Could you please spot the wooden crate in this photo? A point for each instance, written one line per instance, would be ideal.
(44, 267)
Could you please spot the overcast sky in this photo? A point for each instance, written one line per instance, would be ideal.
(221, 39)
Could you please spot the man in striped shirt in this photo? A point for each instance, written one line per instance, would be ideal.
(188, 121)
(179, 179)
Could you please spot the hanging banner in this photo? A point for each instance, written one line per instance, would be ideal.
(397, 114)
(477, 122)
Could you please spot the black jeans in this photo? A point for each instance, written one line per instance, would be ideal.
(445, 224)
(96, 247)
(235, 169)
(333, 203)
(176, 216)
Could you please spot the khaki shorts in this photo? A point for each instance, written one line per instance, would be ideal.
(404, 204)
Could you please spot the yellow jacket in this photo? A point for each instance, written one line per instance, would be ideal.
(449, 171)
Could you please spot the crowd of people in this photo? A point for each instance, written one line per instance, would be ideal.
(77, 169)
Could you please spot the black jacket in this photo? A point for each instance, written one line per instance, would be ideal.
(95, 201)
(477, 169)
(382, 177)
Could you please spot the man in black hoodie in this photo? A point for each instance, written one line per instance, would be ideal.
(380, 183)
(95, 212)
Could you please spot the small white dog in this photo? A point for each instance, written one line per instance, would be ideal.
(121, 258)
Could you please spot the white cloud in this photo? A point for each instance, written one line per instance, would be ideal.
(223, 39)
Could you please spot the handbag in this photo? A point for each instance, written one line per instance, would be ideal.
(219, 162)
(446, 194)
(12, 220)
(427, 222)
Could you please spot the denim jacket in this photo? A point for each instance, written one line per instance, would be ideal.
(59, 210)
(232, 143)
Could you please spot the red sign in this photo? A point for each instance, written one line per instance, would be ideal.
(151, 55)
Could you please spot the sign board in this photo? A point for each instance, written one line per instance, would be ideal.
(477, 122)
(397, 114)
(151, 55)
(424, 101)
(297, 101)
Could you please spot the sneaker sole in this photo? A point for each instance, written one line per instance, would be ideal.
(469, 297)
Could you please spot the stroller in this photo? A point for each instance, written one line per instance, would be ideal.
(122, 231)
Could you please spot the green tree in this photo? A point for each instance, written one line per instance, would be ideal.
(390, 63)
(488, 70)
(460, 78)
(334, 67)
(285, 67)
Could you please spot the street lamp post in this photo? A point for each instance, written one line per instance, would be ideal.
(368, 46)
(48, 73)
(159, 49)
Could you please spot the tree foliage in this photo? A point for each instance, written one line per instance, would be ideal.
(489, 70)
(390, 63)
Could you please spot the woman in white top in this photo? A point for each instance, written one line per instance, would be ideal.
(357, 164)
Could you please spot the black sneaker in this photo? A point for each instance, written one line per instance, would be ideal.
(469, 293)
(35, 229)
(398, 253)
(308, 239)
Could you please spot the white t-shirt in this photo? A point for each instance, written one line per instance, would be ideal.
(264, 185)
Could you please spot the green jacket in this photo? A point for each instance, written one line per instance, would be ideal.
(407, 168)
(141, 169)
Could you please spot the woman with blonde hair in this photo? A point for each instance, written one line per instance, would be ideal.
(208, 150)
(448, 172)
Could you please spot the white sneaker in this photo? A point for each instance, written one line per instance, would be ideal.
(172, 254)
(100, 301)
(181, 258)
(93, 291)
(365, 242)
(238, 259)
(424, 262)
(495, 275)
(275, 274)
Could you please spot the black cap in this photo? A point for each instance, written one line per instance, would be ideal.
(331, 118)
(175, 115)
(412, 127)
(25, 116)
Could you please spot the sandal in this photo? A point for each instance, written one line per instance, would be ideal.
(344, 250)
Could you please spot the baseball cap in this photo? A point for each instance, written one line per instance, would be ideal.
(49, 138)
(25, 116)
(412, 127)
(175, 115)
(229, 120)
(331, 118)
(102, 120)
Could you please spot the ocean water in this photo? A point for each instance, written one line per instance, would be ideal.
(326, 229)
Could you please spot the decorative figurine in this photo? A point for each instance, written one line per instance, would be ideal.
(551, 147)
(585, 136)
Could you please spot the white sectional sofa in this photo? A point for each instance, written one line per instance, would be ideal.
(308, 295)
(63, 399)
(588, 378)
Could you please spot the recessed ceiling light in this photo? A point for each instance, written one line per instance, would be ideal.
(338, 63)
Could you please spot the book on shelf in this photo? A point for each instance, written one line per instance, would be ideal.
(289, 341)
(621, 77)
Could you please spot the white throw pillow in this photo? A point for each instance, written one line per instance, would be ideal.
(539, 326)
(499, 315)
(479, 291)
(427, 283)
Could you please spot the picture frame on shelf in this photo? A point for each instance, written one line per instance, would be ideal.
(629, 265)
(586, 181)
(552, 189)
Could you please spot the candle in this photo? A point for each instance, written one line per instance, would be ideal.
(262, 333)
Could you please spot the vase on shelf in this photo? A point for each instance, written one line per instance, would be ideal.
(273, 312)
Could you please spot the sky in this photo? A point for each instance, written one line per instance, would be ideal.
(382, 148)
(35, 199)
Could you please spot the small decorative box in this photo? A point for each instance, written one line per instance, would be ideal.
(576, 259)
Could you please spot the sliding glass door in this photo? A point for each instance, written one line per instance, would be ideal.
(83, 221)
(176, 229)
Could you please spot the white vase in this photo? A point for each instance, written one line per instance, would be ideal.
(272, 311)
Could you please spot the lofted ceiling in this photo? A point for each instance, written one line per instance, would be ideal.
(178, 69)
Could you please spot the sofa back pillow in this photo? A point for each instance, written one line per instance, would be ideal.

_____

◆ Problem to solve
Change "spot" to "locate" throughout the stretch from the line containing "Could you please spot the vase" through the end of the records, and give those lines again with nothing else altered.

◆ Exercise response
Could you please locate the vase on shelf in this photo? A point for each instance, written one line per instance, would be ideal.
(273, 312)
Could you please locate the sky in this photo? A point for each instance, written one line per instance, would be ideal.
(382, 148)
(35, 199)
Could you please locate the small decorative box in this photo? A point for each instance, written one line per instance, would be ideal.
(576, 259)
Could you please locate the sliding glass door in this photo? A point for each instance, written one line per instance, would be ideal.
(83, 221)
(176, 229)
Could you please locate the white vase in this photo? A point for each instance, written one line per instance, would be ideal.
(272, 311)
Could you please locate the lofted ceiling in this photo? A point for each instance, written one line per instance, would be ideal.
(178, 69)
Could you please locate the sofa back pillow in this photo? A point for each instance, written one line per instance, would be ideal.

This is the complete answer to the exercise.